Image location labeling entries:
## Start
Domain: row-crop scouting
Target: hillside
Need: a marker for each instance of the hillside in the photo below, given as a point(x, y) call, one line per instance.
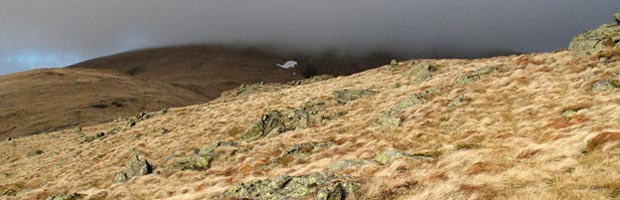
point(147, 80)
point(514, 127)
point(532, 126)
point(52, 99)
## End
**EXERCISE AIM**
Recast the lines of the records above as a numbered list, skipping any blank lines. Omit the pictures from your answer.

**RESULT**
1. Domain: row-crop scouting
2. Target: hillside
3. Need: a marker for each instance of the hillside in the photo below, given as a point(x, y) call, one line per instance.
4. point(147, 80)
5. point(514, 127)
6. point(532, 126)
7. point(52, 99)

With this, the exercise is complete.